How many lines in the records below contain the string "green", with case counting? Reply with the number only.

▶ _DATA EXCERPTS_
# # # # #
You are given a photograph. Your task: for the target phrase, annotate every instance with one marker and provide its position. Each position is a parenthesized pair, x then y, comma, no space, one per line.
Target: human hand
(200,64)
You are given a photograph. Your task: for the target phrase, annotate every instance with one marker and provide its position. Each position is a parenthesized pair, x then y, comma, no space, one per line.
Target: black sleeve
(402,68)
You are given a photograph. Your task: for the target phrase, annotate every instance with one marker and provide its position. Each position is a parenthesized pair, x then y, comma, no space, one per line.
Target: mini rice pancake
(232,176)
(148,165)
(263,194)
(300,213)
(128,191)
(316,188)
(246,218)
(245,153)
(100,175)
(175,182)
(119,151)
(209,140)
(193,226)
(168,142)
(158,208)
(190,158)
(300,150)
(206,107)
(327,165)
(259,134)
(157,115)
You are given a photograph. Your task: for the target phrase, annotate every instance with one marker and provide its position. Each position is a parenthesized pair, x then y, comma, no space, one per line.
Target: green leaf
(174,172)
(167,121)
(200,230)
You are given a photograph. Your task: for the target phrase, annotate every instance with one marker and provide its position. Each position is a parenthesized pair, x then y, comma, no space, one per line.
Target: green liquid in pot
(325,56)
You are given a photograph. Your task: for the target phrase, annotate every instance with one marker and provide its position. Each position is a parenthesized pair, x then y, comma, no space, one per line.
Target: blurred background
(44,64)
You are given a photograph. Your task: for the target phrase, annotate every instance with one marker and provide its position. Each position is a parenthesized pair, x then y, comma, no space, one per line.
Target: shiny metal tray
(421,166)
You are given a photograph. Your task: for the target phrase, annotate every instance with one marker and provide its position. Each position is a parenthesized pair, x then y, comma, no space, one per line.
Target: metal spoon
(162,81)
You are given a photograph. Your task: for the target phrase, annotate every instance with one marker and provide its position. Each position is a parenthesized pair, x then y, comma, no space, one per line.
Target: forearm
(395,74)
# # # # #
▶ _EXPECTED OUTPUT_
2